━━ SUPPLIED DATA
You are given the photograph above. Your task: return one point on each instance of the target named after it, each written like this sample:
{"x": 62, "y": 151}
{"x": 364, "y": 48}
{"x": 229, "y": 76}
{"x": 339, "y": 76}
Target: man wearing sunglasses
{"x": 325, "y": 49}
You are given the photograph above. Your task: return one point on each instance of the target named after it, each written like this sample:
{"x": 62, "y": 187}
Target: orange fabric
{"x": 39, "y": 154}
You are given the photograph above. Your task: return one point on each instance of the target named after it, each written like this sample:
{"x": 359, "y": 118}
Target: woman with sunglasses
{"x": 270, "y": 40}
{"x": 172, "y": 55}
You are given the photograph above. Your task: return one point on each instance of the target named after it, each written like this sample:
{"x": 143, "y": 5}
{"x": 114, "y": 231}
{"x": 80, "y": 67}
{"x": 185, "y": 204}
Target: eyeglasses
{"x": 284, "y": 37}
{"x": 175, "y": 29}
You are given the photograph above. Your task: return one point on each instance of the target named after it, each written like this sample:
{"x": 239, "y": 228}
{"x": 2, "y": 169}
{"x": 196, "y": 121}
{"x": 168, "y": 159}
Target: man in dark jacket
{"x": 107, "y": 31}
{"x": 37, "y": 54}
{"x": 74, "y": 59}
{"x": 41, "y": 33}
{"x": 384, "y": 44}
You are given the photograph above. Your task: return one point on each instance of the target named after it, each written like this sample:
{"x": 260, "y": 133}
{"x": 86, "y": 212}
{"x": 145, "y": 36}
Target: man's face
━━━━
[WHAT YOU WILL DO] Every record needs to be written out again, exactly as it was given.

[YOUR RESPONSE]
You are given the photograph above. Your task: return one point on each instance of the target named after it, each written like this sample:
{"x": 62, "y": 151}
{"x": 364, "y": 48}
{"x": 229, "y": 76}
{"x": 339, "y": 76}
Target: man wearing sunglasses
{"x": 325, "y": 49}
You are given the photograph above. Your task: return one point on each instance of the target named after it, each written like this sample:
{"x": 62, "y": 187}
Target: orange fabric
{"x": 39, "y": 154}
You are given the photograph above. Your task: return one point on each instance of the target named after it, each written like this sample:
{"x": 359, "y": 118}
Target: woman with sunglasses
{"x": 270, "y": 40}
{"x": 172, "y": 55}
You are given the photograph above. Your task: return one point on each instance of the target named after it, each written like this sample:
{"x": 143, "y": 5}
{"x": 114, "y": 231}
{"x": 80, "y": 67}
{"x": 185, "y": 204}
Target: eyeglasses
{"x": 284, "y": 37}
{"x": 175, "y": 29}
You are given the photograph above. Your task: return one point on each instance of the target named after it, each written like this sample:
{"x": 239, "y": 228}
{"x": 2, "y": 169}
{"x": 196, "y": 121}
{"x": 168, "y": 159}
Target: man in dark jacket
{"x": 107, "y": 31}
{"x": 37, "y": 54}
{"x": 74, "y": 59}
{"x": 41, "y": 33}
{"x": 384, "y": 44}
You are given the photograph above. Your task: return one point on each instance of the target named after it, each written like this sample:
{"x": 260, "y": 133}
{"x": 86, "y": 212}
{"x": 145, "y": 36}
Target: man's face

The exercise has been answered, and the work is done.